What you will do. Pick out and copy every line of the records below that contains the string "leather". Matching is case-sensitive.

+++

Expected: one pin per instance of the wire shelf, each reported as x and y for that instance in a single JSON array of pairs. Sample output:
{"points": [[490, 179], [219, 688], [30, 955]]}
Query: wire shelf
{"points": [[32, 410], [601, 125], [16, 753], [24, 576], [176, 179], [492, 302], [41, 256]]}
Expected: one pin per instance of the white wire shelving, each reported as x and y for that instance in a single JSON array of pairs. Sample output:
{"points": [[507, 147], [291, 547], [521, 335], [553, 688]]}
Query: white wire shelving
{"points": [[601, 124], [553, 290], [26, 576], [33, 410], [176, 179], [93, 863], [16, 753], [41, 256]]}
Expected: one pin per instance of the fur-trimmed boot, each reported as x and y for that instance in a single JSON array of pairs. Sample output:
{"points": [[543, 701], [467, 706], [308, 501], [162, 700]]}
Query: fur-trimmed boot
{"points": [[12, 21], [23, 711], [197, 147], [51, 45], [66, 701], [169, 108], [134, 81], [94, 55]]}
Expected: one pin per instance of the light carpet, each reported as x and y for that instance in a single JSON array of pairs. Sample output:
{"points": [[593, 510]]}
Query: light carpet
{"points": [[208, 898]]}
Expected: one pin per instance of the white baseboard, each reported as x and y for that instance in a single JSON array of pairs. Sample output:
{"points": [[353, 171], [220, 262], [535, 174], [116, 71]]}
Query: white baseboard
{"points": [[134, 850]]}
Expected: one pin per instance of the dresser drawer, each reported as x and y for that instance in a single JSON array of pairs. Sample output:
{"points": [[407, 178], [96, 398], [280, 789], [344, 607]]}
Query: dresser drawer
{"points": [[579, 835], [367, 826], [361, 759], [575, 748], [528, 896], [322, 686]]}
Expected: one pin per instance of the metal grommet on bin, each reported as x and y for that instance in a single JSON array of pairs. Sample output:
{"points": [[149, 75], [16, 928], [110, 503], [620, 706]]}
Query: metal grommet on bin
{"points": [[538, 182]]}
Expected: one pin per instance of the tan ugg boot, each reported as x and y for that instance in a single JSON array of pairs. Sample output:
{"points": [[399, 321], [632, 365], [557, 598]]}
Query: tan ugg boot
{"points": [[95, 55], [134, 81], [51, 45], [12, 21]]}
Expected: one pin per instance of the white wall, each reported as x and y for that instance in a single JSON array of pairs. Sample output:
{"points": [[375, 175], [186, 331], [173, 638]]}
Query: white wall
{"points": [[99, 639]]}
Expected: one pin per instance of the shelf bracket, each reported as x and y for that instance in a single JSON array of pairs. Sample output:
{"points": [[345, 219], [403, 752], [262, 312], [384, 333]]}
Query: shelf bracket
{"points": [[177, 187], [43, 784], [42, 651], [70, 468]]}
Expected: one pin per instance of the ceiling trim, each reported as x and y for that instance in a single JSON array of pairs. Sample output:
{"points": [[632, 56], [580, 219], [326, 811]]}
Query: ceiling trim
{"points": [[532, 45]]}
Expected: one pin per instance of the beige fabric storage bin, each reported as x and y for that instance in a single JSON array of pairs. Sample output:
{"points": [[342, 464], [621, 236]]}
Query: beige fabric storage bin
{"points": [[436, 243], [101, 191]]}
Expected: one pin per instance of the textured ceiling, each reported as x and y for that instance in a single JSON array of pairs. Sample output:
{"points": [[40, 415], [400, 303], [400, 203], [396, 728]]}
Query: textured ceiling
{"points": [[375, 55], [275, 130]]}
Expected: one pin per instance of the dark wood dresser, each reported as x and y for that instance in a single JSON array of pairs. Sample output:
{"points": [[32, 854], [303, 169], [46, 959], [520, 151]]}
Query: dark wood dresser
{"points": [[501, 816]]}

+++

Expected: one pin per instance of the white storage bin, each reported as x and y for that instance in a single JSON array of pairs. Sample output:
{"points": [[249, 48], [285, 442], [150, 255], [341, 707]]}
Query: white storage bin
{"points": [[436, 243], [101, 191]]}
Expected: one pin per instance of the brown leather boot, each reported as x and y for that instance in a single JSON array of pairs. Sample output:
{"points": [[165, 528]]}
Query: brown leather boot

+++

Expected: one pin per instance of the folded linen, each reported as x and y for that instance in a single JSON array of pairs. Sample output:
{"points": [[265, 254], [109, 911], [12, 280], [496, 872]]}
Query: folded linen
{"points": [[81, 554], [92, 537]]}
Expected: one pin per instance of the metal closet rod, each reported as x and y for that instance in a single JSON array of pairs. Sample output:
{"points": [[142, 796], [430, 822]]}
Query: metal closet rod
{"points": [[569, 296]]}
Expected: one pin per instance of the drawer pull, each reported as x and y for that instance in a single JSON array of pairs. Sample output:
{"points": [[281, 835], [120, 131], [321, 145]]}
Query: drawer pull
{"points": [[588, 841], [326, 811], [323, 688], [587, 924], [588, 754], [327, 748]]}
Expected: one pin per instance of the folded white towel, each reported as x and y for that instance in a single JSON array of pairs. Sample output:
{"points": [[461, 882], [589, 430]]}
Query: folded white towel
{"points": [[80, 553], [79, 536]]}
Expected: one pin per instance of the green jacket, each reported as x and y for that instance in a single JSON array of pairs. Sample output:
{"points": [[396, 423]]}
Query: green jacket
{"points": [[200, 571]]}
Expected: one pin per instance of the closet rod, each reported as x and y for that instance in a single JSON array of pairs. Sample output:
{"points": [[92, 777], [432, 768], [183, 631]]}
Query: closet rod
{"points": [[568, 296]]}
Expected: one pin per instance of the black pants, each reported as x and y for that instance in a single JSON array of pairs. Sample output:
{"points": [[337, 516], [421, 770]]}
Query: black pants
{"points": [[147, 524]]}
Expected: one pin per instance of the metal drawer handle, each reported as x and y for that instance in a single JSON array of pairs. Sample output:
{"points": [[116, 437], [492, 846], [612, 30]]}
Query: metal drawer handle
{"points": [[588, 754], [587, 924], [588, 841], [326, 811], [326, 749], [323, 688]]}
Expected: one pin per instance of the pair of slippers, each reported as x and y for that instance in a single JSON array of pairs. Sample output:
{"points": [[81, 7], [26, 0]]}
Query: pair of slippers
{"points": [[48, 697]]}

+++

Solution to this problem.
Expected: one pin per instance of the brown leather boot, each reported as x and y for that instance in a single JSON array of pairs. Sample output:
Query: brown leather boot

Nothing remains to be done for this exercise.